= DATA FOR ANALYSIS =

.....

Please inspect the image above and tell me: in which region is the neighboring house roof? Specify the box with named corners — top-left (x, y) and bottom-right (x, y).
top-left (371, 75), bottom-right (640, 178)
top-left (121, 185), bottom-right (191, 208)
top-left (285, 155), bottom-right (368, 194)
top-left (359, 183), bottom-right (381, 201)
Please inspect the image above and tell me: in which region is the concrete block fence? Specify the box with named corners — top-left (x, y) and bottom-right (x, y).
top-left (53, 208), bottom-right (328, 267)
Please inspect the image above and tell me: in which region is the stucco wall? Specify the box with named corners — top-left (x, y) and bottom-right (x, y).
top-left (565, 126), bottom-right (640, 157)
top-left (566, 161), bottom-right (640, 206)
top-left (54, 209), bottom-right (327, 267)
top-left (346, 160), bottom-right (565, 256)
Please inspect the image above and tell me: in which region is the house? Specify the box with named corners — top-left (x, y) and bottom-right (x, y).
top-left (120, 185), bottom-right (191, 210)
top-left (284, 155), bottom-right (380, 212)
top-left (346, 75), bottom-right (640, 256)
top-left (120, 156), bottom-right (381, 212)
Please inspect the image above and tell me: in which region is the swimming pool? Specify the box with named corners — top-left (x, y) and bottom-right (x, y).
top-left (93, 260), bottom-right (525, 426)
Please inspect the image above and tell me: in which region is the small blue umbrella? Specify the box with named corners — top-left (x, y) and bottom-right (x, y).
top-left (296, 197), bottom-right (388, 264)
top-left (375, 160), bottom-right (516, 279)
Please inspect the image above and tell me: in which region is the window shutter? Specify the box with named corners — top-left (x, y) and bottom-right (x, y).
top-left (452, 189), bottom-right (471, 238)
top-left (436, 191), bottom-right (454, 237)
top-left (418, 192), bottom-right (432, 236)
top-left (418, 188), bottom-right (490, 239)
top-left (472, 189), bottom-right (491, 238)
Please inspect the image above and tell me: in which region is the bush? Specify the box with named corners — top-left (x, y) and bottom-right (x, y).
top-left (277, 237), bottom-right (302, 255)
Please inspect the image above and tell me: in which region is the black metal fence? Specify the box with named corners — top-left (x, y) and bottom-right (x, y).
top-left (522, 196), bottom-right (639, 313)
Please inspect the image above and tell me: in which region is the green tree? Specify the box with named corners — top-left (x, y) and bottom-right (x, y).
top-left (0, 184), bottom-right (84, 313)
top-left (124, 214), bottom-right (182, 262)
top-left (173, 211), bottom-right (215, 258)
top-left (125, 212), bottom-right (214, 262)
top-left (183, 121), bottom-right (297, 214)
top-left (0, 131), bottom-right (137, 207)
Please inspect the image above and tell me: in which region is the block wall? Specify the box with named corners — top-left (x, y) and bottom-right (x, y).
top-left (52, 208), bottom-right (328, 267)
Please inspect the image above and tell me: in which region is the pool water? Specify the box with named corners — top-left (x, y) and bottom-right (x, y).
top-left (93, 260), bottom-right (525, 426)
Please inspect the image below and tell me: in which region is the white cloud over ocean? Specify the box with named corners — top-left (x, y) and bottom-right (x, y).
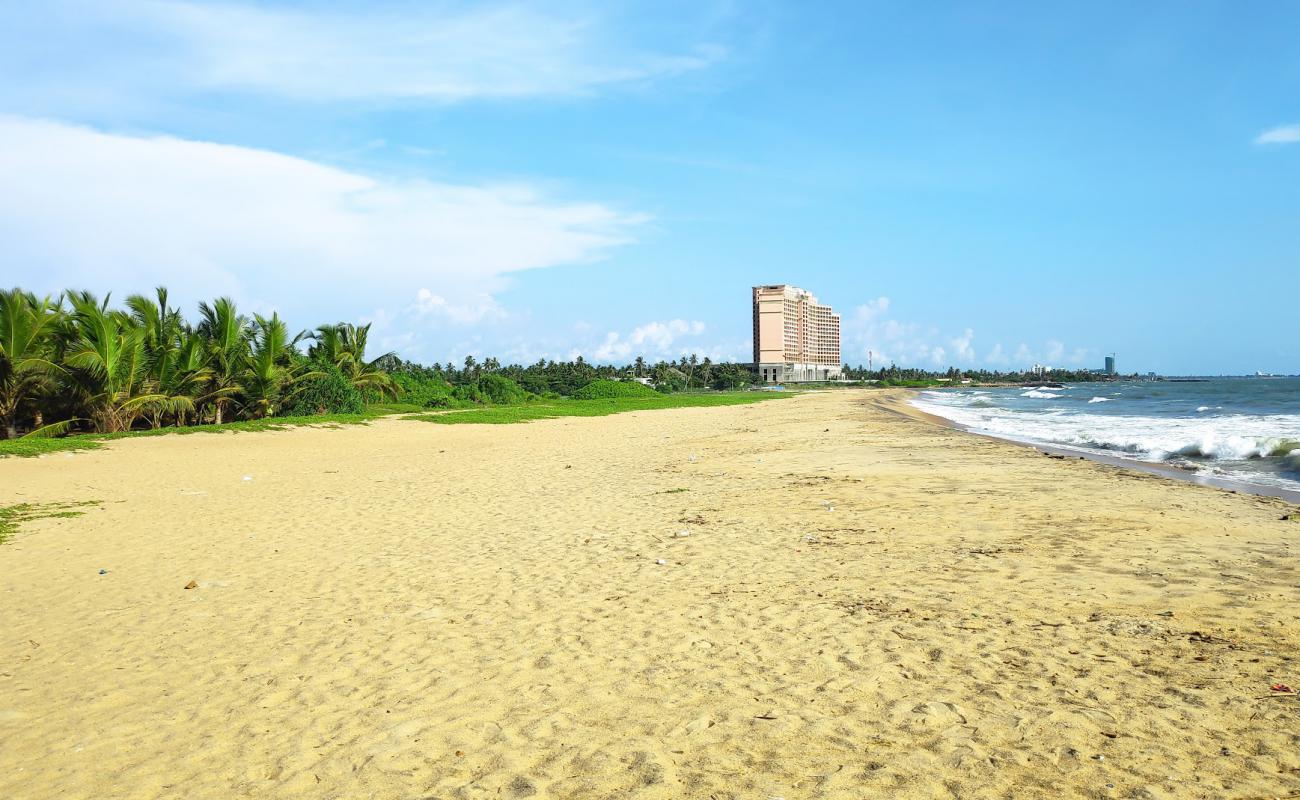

.....

Your task is to return the entries above exactly, with no pictures.

= ANSWER =
Please inspect the image above and tell me: in which region is the neighboring house roof? Specify the box with named corners — top-left (x, y) and bottom-right (x, y).
top-left (371, 75), bottom-right (640, 178)
top-left (121, 185), bottom-right (191, 208)
top-left (285, 155), bottom-right (368, 194)
top-left (359, 183), bottom-right (381, 201)
Please inspect the image above and tell me: in which region is the concrete block fence? Specify the box with named corners — top-left (x, y) and bottom-right (x, y).
top-left (53, 208), bottom-right (328, 267)
Please inspect the image above and tell me: in which region is the stucco wall? Specify the box with named corners — top-left (x, y) and bottom-right (x, y).
top-left (565, 126), bottom-right (640, 157)
top-left (566, 161), bottom-right (640, 206)
top-left (54, 209), bottom-right (327, 267)
top-left (346, 160), bottom-right (565, 256)
Please inspect the image above and tell me: in which region is the house? Specify the box with named corners — top-left (x, y) and bottom-right (x, y).
top-left (120, 185), bottom-right (191, 210)
top-left (284, 155), bottom-right (380, 212)
top-left (346, 75), bottom-right (640, 256)
top-left (120, 156), bottom-right (381, 212)
Please inspect the image above and tell me: in which region is the swimming pool? Specify the box with named corners — top-left (x, y) and bottom-right (x, y).
top-left (93, 260), bottom-right (525, 426)
Please inspect the image above and tell me: in which region is the small blue umbrella? Specify the box with named corners — top-left (x, y) and bottom-right (x, y).
top-left (296, 197), bottom-right (388, 264)
top-left (375, 160), bottom-right (516, 279)
Please inspect the image above and tell me: in which region is the window shutter? Specify the box with named corners — top-left (x, y) and bottom-right (x, y).
top-left (452, 189), bottom-right (471, 238)
top-left (436, 191), bottom-right (454, 237)
top-left (418, 192), bottom-right (432, 236)
top-left (418, 188), bottom-right (490, 239)
top-left (472, 189), bottom-right (491, 238)
Please inspect the image above and tell me: in which region is the bush? Specify the box with named corners — top-left (x, y) and bottom-right (x, y).
top-left (277, 237), bottom-right (302, 255)
Please inspect the image above and tell me: in which region is the black metal fence? Specify the box with named corners — top-left (x, y) and bottom-right (x, y).
top-left (522, 196), bottom-right (639, 313)
Please inspect the image above and tell me: in which region is the green tree? Specify the box with named corners — top-left (x, y) and bottom-right (x, y).
top-left (0, 184), bottom-right (84, 313)
top-left (124, 214), bottom-right (182, 262)
top-left (173, 211), bottom-right (215, 258)
top-left (125, 212), bottom-right (214, 262)
top-left (183, 121), bottom-right (297, 214)
top-left (0, 131), bottom-right (137, 207)
Please inspect the image above and tell me: in which region is the block wall? Specify the box with named corners — top-left (x, y) and bottom-right (x, y).
top-left (52, 208), bottom-right (328, 267)
Please inspect the image above and tell me: in which region is the pool water? Specify the box with named corners — top-left (x, y) and bottom-right (x, y).
top-left (93, 260), bottom-right (525, 426)
Please inspect the image below and tell me: in which region is the white cloud over ocean? Specify the box with named corners — top-left (x, y) and bottom-right (x, y).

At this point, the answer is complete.